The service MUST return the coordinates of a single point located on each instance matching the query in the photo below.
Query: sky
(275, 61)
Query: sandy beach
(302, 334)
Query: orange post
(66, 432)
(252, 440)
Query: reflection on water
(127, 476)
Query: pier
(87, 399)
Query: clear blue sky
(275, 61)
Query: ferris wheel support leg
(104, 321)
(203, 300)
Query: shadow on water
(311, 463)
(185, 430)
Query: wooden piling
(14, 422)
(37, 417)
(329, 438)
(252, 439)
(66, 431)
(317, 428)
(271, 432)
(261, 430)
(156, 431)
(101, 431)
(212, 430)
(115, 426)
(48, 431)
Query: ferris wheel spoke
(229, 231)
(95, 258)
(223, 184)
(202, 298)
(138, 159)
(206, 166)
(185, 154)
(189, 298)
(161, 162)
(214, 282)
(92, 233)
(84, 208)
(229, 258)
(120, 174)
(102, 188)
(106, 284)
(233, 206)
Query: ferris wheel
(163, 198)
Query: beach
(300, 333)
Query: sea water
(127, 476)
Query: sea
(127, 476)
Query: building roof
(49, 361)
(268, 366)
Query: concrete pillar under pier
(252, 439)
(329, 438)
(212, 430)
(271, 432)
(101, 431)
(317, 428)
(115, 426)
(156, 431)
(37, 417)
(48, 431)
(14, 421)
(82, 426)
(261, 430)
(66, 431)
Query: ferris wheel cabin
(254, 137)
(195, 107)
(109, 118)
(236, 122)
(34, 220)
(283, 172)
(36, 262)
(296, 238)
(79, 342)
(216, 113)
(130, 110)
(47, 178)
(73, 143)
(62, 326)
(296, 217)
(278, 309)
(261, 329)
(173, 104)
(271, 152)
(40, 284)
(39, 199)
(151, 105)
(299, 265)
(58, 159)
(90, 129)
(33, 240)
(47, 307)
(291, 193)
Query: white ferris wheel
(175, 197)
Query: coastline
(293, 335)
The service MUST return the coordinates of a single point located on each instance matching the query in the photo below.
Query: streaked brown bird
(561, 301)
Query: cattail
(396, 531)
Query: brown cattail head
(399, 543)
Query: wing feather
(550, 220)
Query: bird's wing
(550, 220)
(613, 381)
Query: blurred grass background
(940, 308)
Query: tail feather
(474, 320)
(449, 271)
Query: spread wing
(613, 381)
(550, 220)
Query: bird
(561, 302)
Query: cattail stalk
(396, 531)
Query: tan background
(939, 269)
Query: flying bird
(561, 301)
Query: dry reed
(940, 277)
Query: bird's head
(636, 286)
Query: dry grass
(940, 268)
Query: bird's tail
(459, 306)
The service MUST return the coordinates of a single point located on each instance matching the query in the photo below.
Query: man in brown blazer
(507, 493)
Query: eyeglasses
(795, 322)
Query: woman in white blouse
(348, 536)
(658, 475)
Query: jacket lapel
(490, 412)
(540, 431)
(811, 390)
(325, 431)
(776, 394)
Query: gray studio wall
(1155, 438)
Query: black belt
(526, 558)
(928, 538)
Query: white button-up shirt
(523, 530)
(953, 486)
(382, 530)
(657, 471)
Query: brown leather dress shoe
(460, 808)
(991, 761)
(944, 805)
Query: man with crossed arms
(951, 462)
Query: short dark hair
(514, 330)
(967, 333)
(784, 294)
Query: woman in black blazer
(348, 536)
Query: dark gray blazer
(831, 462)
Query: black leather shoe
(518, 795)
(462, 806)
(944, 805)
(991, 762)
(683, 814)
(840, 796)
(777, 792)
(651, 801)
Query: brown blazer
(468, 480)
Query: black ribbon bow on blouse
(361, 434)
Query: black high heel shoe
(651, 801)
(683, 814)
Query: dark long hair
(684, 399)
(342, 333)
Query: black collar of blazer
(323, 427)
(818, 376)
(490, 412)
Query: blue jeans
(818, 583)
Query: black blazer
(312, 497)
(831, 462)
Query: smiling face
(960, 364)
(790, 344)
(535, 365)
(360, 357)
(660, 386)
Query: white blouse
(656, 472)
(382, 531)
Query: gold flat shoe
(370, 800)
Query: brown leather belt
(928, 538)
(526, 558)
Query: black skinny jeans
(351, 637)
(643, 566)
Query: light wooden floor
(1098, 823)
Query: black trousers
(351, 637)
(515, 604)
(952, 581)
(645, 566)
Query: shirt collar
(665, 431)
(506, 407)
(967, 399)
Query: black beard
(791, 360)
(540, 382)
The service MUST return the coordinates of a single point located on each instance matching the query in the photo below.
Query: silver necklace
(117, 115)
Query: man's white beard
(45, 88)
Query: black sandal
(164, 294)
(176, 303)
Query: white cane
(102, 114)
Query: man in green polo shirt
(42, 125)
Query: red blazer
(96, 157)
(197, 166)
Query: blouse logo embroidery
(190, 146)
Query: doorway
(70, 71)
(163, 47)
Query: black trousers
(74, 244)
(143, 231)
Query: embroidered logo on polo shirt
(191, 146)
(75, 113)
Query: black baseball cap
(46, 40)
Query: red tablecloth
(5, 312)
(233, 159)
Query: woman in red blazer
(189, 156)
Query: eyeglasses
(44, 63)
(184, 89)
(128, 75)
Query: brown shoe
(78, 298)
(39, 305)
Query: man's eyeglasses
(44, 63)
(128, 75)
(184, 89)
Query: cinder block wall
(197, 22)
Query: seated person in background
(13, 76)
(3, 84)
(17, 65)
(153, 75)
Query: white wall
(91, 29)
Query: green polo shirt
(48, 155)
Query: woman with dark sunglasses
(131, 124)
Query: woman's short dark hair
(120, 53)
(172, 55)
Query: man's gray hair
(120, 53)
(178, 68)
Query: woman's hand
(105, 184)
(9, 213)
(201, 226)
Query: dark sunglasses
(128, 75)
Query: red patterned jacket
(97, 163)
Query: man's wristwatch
:::
Every entry should be printed again exactly as written.

The service MUST return the coordinates of a single point located on each instance matching the query in the photo below.
Query: sky
(275, 61)
Query: sandy beach
(302, 334)
Query: orange post
(66, 432)
(252, 440)
Query: reflection on water
(127, 476)
Query: pier
(87, 399)
Query: clear blue sky
(275, 61)
Query: ferris wheel support leg
(104, 321)
(203, 300)
Query: shadow on water
(311, 463)
(185, 430)
Query: wooden piling
(14, 422)
(37, 417)
(329, 438)
(252, 439)
(66, 431)
(317, 428)
(271, 432)
(261, 430)
(156, 431)
(101, 431)
(212, 430)
(115, 426)
(48, 431)
Query: ferris wheel spoke
(229, 231)
(95, 258)
(223, 184)
(202, 298)
(138, 159)
(206, 166)
(185, 154)
(189, 298)
(161, 162)
(214, 282)
(92, 233)
(84, 208)
(229, 258)
(120, 174)
(102, 188)
(106, 284)
(233, 206)
Query: ferris wheel
(163, 198)
Query: beach
(300, 333)
Query: sea water
(127, 476)
Query: sea
(127, 476)
Query: building roof
(49, 361)
(268, 366)
Query: concrete pillar under pier
(252, 439)
(329, 438)
(212, 430)
(271, 432)
(101, 431)
(317, 428)
(115, 426)
(156, 431)
(37, 417)
(48, 431)
(14, 421)
(82, 426)
(261, 430)
(66, 431)
Query: ferris wheel cabin
(254, 137)
(195, 107)
(109, 118)
(236, 122)
(34, 220)
(283, 172)
(36, 262)
(296, 238)
(79, 342)
(216, 113)
(130, 110)
(47, 178)
(73, 143)
(62, 326)
(296, 217)
(278, 309)
(261, 329)
(173, 104)
(271, 152)
(40, 284)
(39, 199)
(151, 105)
(299, 265)
(58, 159)
(90, 129)
(33, 240)
(47, 307)
(291, 193)
Query: white ferris wheel
(175, 197)
Query: coastline
(293, 335)
The service MUST return the coordinates of a single point located on each instance matching the query in the photo below.
Query: streaked brown bird
(561, 301)
Query: cattail
(396, 531)
Query: brown cattail head
(399, 543)
Query: wing feather
(550, 220)
Query: bird's wing
(550, 220)
(613, 381)
Query: blurred grass background
(940, 308)
Query: tail feather
(474, 320)
(449, 271)
Query: spread wing
(613, 381)
(550, 220)
Query: bird
(561, 302)
Query: cattail stalk
(396, 531)
Query: tan background
(939, 269)
Query: flying bird
(561, 301)
Query: dry reed
(940, 277)
Query: bird's head
(636, 286)
Query: dry grass
(940, 268)
Query: bird's tail
(459, 306)
The service MUST return the coordinates of a single point located on each instance matching the query in the photo below.
Query: man in brown blazer
(507, 493)
Query: eyeglasses
(795, 322)
Query: woman in white blouse
(348, 536)
(658, 475)
Query: jacket lapel
(490, 412)
(540, 431)
(811, 390)
(325, 431)
(776, 394)
Query: gray studio wall
(1155, 438)
Query: black belt
(526, 558)
(928, 538)
Query: white button-up shirt
(523, 530)
(953, 486)
(382, 530)
(657, 471)
Query: brown leather dress shoe
(460, 808)
(991, 761)
(944, 805)
Query: man with crossed arms
(951, 462)
Query: short dark hair
(514, 330)
(967, 333)
(784, 294)
Query: woman in black blazer
(348, 536)
Query: dark gray blazer
(831, 462)
Query: black leather shoe
(518, 795)
(462, 806)
(944, 805)
(991, 762)
(683, 814)
(840, 796)
(777, 792)
(651, 801)
Query: brown blazer
(468, 480)
Query: black ribbon bow on blouse
(361, 434)
Query: black high heel shoe
(651, 801)
(683, 814)
Query: dark long hair
(684, 399)
(342, 333)
Query: black collar of blazer
(323, 427)
(818, 376)
(490, 412)
Query: blue jeans
(818, 583)
Query: black blazer
(312, 497)
(831, 462)
Query: smiling face
(960, 364)
(790, 344)
(535, 365)
(360, 357)
(660, 386)
Query: white blouse
(656, 472)
(382, 531)
Query: gold flat shoe
(370, 800)
Query: brown leather belt
(928, 538)
(526, 558)
Query: black skinny jeans
(351, 637)
(643, 566)
Query: light wooden floor
(1098, 823)
Query: black trousers
(351, 637)
(515, 604)
(952, 581)
(645, 566)
Query: shirt collar
(665, 431)
(506, 407)
(967, 399)
Query: black beard
(791, 360)
(540, 382)
The service MUST return the coordinates of a single point located on each instance matching the query in the photo below.
Query: silver necklace
(117, 115)
Query: man's white beard
(45, 88)
Query: black sandal
(164, 294)
(176, 303)
Query: white cane
(102, 114)
Query: man in green polo shirt
(42, 125)
Query: red blazer
(96, 157)
(197, 166)
Query: blouse logo embroidery
(190, 146)
Query: doorway
(70, 71)
(163, 47)
Query: black trousers
(74, 244)
(143, 231)
Query: embroidered logo on polo shirt
(191, 146)
(75, 113)
Query: black baseball cap
(46, 40)
Query: red tablecloth
(5, 312)
(233, 159)
Query: woman in red blazer
(189, 156)
Query: eyeglasses
(44, 63)
(184, 89)
(128, 75)
Query: brown shoe
(78, 298)
(39, 305)
Query: man's eyeglasses
(44, 63)
(128, 75)
(184, 89)
Query: cinder block wall
(197, 22)
Query: seated person in background
(13, 76)
(3, 84)
(17, 65)
(153, 75)
Query: white wall
(91, 29)
Query: green polo shirt
(48, 155)
Query: woman with dark sunglasses
(131, 124)
Query: woman's short dark hair
(120, 53)
(172, 55)
Query: man's gray hair
(120, 53)
(178, 68)
Query: woman's hand
(105, 184)
(9, 213)
(201, 226)
Query: dark sunglasses
(128, 75)
Query: red patterned jacket
(97, 163)
Query: man's wristwatch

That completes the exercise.